> **RECORDS SUPPLIED**
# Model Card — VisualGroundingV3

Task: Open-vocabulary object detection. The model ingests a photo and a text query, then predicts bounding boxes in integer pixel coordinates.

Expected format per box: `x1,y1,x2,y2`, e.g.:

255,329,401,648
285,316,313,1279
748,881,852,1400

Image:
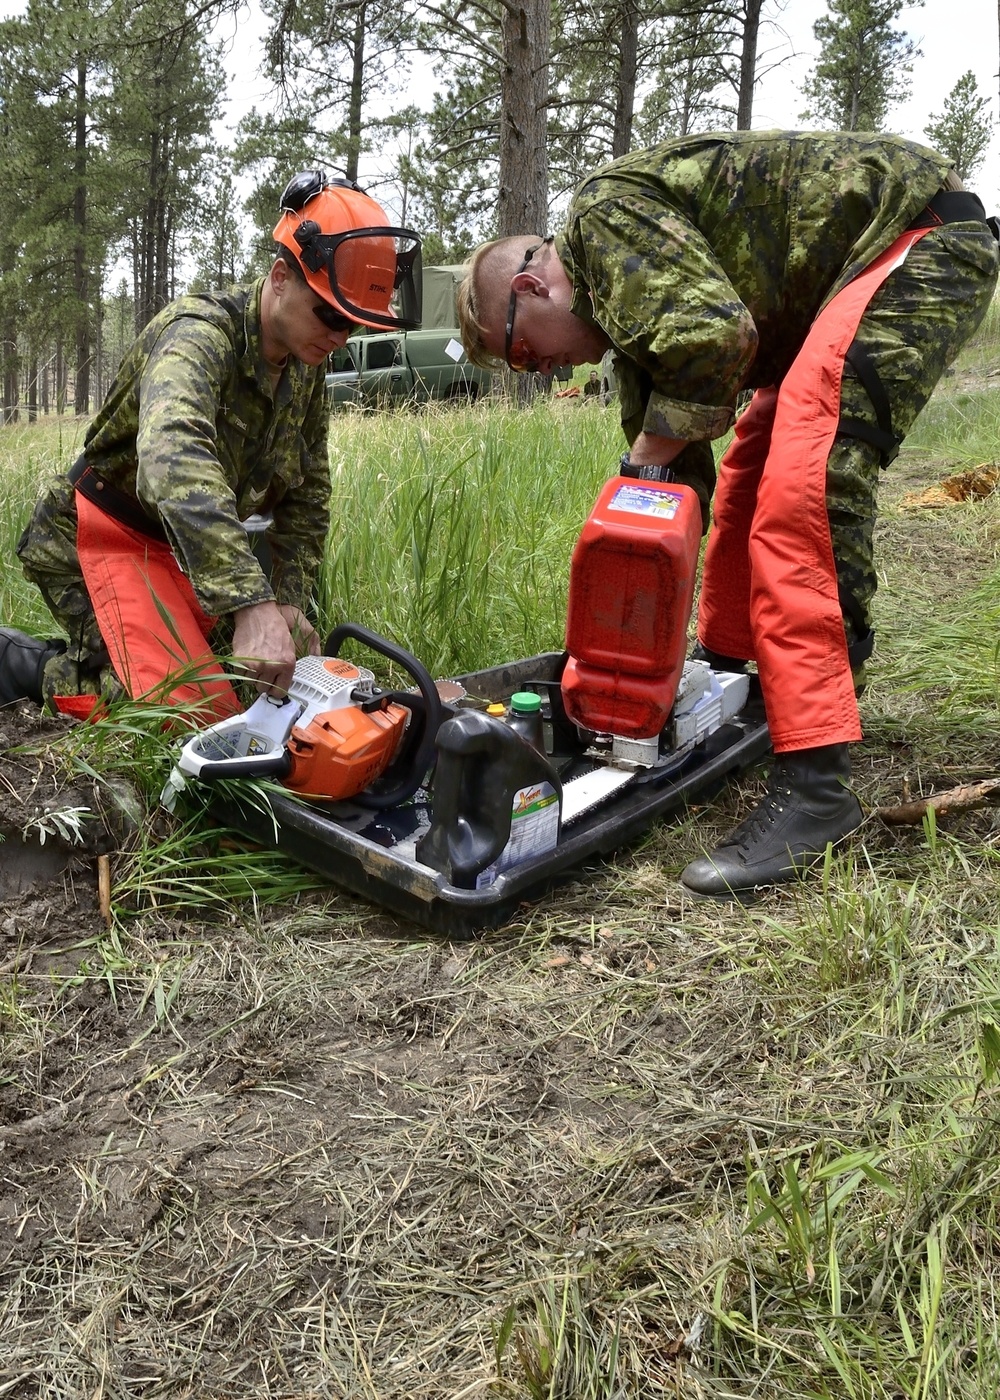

> **PROBLEM TO SOLVE**
Keep the pictures out of your copy. Copy only the lines from the line that holds "255,329,401,648" through the last line of the listing above, both included.

> **ANSWER BOX**
255,329,401,648
285,316,313,1279
748,881,852,1400

Image:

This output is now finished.